▶ _Job_
Count the lines in the material below that contain the word "noun", matching case exactly, and give only that number.

*-*-*

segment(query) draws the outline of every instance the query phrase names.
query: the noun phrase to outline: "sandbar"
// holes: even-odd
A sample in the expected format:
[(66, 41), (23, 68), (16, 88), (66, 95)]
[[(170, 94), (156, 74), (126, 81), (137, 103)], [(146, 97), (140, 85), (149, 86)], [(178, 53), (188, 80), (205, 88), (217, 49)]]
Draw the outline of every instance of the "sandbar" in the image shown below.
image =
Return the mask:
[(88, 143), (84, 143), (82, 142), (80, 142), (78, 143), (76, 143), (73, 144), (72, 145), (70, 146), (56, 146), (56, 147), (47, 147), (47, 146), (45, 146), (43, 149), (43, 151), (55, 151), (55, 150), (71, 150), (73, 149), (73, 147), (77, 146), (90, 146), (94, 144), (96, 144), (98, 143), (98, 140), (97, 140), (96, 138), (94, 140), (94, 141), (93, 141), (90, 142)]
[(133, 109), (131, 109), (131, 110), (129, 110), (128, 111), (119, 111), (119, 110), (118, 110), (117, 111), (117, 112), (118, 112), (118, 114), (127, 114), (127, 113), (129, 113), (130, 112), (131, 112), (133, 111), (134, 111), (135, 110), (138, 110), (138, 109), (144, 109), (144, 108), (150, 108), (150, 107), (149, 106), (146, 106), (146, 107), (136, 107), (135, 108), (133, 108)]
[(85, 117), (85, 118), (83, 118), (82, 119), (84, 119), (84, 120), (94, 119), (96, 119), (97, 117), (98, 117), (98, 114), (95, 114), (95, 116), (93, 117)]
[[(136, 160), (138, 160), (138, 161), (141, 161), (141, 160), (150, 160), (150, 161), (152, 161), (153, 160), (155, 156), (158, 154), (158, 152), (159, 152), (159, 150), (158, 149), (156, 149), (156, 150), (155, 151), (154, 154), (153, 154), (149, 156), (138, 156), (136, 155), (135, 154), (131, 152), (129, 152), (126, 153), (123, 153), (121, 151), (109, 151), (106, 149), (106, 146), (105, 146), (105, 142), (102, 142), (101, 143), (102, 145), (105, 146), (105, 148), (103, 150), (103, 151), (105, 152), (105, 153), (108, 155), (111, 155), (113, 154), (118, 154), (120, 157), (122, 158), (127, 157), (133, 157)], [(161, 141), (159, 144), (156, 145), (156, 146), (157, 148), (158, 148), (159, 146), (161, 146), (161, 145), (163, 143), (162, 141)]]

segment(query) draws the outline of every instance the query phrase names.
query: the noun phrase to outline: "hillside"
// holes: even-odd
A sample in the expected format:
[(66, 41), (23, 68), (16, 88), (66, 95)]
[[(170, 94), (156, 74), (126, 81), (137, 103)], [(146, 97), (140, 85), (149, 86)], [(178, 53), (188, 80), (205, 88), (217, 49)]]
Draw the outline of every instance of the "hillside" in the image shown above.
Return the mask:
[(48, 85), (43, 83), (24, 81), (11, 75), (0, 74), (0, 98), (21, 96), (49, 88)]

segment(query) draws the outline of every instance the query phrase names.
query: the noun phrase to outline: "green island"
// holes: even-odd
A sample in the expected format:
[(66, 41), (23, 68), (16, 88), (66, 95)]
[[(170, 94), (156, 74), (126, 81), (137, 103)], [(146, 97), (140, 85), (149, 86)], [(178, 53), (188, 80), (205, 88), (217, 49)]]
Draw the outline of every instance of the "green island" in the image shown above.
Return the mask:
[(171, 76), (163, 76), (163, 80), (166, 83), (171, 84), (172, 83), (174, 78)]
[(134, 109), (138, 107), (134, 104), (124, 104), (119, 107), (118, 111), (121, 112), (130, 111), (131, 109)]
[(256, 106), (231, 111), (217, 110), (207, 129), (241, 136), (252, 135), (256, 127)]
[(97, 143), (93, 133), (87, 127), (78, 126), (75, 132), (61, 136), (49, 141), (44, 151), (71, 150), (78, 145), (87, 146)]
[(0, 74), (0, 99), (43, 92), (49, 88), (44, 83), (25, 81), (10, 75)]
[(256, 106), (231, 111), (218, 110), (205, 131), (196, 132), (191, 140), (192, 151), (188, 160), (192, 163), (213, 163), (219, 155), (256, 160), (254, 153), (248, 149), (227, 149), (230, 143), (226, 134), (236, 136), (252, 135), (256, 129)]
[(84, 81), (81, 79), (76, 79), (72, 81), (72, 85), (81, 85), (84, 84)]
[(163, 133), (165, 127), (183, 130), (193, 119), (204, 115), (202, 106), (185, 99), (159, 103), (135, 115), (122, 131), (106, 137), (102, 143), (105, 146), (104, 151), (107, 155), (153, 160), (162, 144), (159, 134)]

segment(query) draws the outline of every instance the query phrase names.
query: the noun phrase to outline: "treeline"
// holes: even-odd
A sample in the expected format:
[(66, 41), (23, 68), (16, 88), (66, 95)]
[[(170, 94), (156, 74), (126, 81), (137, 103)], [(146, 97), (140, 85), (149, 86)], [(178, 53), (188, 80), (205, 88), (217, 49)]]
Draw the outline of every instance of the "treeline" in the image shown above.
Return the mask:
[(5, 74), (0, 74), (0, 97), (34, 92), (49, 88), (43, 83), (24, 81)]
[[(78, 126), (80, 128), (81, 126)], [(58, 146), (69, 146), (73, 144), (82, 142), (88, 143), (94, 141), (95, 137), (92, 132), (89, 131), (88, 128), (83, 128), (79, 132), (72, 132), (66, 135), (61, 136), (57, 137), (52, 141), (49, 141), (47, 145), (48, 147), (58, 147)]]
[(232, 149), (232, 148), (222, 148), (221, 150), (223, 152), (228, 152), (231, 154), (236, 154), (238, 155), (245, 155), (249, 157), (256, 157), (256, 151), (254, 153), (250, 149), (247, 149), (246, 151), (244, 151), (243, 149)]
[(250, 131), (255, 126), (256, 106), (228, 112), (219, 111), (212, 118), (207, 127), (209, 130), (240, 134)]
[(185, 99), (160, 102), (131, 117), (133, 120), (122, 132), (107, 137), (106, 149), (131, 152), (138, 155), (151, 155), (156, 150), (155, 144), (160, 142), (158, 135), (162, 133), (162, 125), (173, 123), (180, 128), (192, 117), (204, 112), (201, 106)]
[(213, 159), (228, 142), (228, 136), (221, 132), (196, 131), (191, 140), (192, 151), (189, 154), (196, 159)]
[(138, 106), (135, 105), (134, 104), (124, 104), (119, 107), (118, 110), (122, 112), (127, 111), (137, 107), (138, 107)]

*-*-*

▶ _Exercise output_
4